RAW RECORDS:
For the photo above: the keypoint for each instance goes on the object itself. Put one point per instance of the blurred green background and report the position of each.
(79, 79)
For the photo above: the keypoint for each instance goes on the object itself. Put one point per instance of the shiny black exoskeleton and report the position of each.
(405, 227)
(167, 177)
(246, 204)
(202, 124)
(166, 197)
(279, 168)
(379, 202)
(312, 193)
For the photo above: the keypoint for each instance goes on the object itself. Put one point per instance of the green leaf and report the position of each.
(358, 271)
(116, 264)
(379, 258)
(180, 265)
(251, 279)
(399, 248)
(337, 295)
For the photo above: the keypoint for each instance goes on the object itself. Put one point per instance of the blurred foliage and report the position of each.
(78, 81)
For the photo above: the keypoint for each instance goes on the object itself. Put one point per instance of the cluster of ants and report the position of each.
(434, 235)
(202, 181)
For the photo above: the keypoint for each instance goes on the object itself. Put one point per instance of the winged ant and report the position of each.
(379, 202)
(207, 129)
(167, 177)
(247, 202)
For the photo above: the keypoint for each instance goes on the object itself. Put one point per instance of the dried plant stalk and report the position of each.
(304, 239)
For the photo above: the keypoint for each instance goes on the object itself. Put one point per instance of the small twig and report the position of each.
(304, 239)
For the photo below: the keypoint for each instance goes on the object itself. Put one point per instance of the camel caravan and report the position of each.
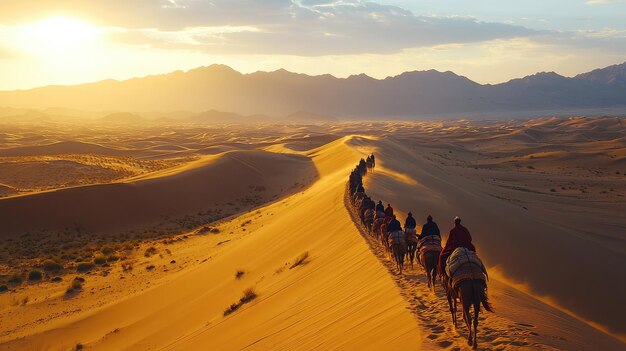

EXERCISE:
Format all of the data above as a numbered list, omitting blank lines and excluding the pictures.

SOLUTION:
1. For the photo above: the keypoint for each instance goes on the object itself. Put one point per instance of the blurred green background and report the position of each.
2. (79, 79)
3. For the photo above: the keypoint for each instance goes on the object itself. Put one point per instance of the shiny black exoskeleton and report the position of each.
4. (405, 227)
5. (167, 177)
6. (246, 204)
7. (202, 124)
8. (166, 197)
9. (279, 168)
10. (379, 202)
11. (312, 193)
12. For the photo above: the keypoint for each instance goes on the object itself. Put one point per instance of the green leaf and report the position of each.
13. (358, 271)
14. (116, 264)
15. (379, 258)
16. (180, 265)
17. (251, 279)
18. (399, 248)
19. (337, 295)
20. For the photo above: the keypoint for each instance goes on the object itself. Put one point per instance of the blurred foliage and report the position of each.
21. (78, 81)
22. For the photo above: the keypoint for each instance goes on the object itself. Put one point per instance of the cluster of ants and report the position of each.
23. (434, 235)
24. (202, 181)
25. For the photo above: the keypoint for each instance goes on the object itself. Put one point per instance of the winged ant and report the position of each.
26. (379, 202)
27. (207, 129)
28. (167, 177)
29. (247, 202)
30. For the photo above: the keypoint for each instance goes on the object itself. Put one point per instance of the dried plant stalk and report the position of each.
31. (304, 239)
32. For the photo above: the keypoint for each instance goes on the object itself. Put one point per instance of the small twig and report the position of each.
33. (304, 239)
34. For the photo below: the keypoint for each instance goes on the object itself. Put one point per instance of the camel caravan and report the position of each.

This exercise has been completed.